[START Records for the task]
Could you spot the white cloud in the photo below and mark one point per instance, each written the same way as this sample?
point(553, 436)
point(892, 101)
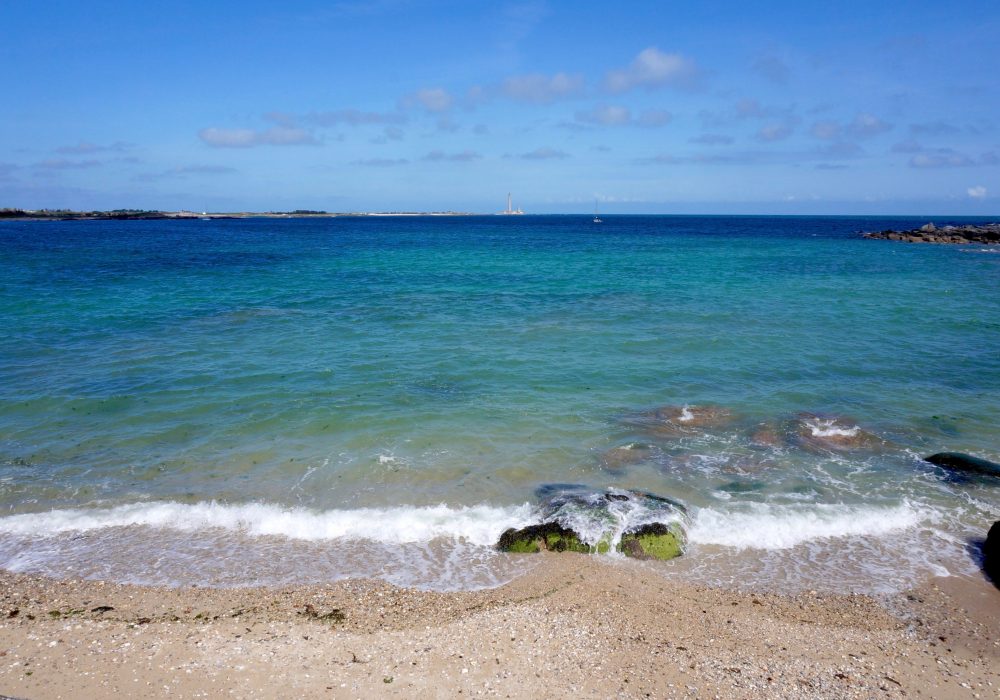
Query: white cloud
point(826, 130)
point(653, 68)
point(431, 99)
point(353, 117)
point(460, 157)
point(545, 153)
point(654, 118)
point(606, 115)
point(616, 115)
point(542, 89)
point(84, 147)
point(65, 164)
point(248, 138)
point(712, 139)
point(772, 68)
point(865, 125)
point(774, 132)
point(380, 162)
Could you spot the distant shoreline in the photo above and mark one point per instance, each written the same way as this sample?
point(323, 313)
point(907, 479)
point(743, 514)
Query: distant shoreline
point(152, 214)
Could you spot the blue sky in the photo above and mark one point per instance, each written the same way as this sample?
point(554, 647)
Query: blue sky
point(649, 107)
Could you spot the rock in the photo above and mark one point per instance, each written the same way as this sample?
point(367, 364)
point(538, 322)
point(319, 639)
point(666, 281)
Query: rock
point(617, 458)
point(653, 541)
point(991, 553)
point(550, 536)
point(929, 233)
point(677, 421)
point(577, 519)
point(964, 464)
point(766, 435)
point(833, 433)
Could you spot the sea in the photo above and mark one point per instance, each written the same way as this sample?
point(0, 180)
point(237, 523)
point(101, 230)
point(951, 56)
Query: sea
point(269, 401)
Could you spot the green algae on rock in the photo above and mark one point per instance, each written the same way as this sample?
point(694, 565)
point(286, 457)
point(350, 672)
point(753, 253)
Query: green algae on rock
point(551, 537)
point(653, 541)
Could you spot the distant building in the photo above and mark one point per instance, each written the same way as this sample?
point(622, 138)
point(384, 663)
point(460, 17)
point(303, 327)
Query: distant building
point(509, 209)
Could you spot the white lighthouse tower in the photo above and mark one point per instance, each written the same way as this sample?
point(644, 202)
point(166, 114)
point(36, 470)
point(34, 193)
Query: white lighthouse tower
point(510, 209)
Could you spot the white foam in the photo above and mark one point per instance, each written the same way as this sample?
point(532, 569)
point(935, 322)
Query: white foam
point(829, 428)
point(480, 525)
point(771, 526)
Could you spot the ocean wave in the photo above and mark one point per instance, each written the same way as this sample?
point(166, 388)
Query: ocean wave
point(771, 526)
point(480, 525)
point(824, 427)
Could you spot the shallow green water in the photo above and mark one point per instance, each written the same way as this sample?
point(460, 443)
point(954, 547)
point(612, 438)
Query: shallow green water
point(327, 366)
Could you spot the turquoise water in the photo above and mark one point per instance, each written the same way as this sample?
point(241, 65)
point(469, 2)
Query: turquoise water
point(331, 383)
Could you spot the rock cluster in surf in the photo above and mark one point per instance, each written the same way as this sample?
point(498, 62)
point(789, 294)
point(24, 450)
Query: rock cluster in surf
point(929, 233)
point(575, 519)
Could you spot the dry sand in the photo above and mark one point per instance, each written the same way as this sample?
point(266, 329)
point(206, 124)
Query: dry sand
point(575, 626)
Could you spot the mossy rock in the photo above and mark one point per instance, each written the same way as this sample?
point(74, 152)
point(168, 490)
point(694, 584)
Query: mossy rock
point(551, 537)
point(962, 464)
point(653, 541)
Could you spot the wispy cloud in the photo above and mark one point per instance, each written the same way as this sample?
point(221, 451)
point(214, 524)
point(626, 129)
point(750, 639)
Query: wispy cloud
point(86, 148)
point(248, 138)
point(606, 115)
point(542, 89)
point(772, 68)
point(185, 171)
point(460, 157)
point(616, 115)
point(66, 164)
point(712, 140)
point(380, 162)
point(653, 68)
point(434, 100)
point(950, 158)
point(835, 151)
point(352, 117)
point(545, 153)
point(866, 125)
point(774, 132)
point(743, 110)
point(936, 128)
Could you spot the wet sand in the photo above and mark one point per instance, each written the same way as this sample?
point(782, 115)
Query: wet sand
point(575, 626)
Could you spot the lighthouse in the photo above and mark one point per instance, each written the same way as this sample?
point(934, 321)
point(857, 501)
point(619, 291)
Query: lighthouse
point(510, 209)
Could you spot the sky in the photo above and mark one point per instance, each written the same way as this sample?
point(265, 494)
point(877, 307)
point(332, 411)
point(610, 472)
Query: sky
point(394, 105)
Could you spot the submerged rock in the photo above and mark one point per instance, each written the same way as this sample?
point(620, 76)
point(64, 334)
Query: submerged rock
point(964, 464)
point(551, 537)
point(991, 553)
point(676, 421)
point(618, 458)
point(833, 433)
point(653, 541)
point(577, 519)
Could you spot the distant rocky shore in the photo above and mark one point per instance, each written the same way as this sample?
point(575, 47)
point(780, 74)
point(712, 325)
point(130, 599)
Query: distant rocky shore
point(929, 233)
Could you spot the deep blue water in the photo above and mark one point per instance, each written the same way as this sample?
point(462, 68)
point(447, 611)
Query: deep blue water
point(360, 368)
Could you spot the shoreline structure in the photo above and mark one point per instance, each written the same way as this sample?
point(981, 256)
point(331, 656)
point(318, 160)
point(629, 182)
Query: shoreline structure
point(573, 626)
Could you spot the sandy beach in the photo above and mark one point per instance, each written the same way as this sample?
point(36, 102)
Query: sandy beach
point(574, 626)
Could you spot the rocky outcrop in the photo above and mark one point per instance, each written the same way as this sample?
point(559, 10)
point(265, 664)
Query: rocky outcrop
point(617, 459)
point(677, 421)
point(991, 553)
point(577, 519)
point(551, 537)
point(960, 463)
point(653, 541)
point(929, 233)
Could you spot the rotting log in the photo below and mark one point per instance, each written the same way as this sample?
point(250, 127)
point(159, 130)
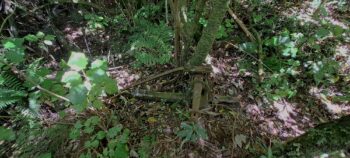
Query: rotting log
point(208, 37)
point(197, 94)
point(167, 96)
point(181, 97)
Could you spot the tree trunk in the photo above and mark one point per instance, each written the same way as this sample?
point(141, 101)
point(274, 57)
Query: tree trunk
point(205, 43)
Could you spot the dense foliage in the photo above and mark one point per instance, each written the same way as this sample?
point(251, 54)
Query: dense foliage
point(59, 96)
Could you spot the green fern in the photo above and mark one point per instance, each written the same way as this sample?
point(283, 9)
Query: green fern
point(151, 43)
point(11, 90)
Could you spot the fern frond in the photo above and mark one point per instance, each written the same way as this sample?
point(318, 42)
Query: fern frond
point(11, 90)
point(10, 96)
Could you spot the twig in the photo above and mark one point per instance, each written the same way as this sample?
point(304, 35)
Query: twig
point(148, 79)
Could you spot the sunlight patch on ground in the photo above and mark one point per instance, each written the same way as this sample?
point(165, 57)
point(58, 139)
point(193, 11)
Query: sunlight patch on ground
point(343, 56)
point(284, 121)
point(305, 14)
point(123, 75)
point(73, 33)
point(331, 107)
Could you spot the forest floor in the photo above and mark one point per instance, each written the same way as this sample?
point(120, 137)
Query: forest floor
point(234, 129)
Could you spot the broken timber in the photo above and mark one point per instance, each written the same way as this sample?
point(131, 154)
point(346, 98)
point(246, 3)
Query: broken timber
point(200, 90)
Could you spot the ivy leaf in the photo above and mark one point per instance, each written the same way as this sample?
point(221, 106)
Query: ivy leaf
point(40, 34)
point(321, 33)
point(100, 135)
point(6, 134)
point(77, 95)
point(31, 38)
point(248, 47)
point(114, 131)
point(111, 86)
point(97, 75)
point(99, 64)
point(77, 61)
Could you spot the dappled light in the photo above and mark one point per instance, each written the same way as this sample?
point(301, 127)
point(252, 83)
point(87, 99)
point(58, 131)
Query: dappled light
point(175, 78)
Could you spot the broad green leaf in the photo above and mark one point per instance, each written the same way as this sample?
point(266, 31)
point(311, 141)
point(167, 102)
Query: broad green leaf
point(40, 34)
point(71, 78)
point(100, 135)
point(99, 64)
point(77, 61)
point(248, 47)
point(321, 33)
point(48, 42)
point(98, 104)
point(114, 131)
point(97, 76)
point(31, 38)
point(14, 50)
point(111, 86)
point(77, 95)
point(50, 37)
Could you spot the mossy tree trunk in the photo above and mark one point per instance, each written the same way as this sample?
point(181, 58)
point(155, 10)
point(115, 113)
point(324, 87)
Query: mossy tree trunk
point(324, 138)
point(204, 46)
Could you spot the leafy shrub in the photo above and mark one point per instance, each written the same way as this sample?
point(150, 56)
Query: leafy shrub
point(150, 44)
point(100, 142)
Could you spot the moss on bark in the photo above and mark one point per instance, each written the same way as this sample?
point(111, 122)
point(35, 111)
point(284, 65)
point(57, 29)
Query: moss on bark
[END Records for the task]
Render the lines of the data as a numbered list, starting at the line containing "Could you spot the sandy" and ending at the line containing "point(574, 626)", with both of those lines included. Omit any blank lines.

▶ [The solution]:
1. Could you spot the sandy beach in the photo above and mark one point per instance, each written the same way as this sample?
2. point(36, 102)
3. Query: sandy beach
4. point(574, 626)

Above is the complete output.